[Start of Given information]

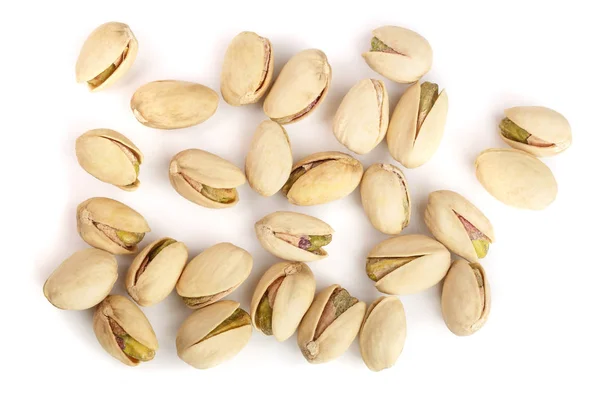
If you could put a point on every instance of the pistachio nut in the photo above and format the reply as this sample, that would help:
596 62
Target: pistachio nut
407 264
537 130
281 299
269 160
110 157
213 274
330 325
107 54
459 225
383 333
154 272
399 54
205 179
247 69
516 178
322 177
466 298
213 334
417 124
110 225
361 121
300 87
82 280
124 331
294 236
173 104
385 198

[End of Given information]
[Start of Given information]

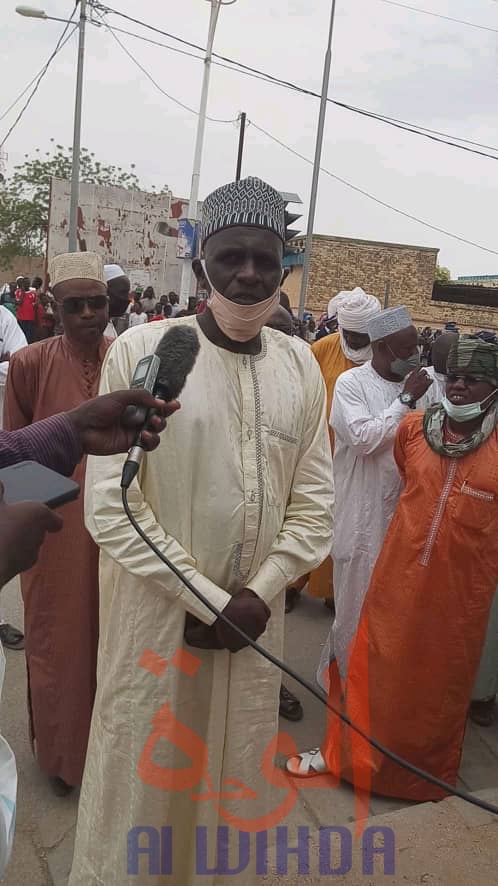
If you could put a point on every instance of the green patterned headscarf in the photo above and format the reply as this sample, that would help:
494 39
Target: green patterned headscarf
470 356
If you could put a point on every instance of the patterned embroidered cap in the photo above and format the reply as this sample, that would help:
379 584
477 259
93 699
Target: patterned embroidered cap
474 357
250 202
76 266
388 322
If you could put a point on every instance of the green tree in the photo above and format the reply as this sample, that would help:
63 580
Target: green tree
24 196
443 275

[End of Given information]

Gather every line of the entries above that contains the string "patterned", matching case exactly.

§ **Exercise output**
If you could put a point on every instance of the green patterned headscarf in the photo above and format the reply as this sample, that would help:
Target: green patterned headscarf
If you could put a point on every instance of the patterned embroidered cap in the photo above and format the reply as this sample, that would help:
Target: patterned embroidered cap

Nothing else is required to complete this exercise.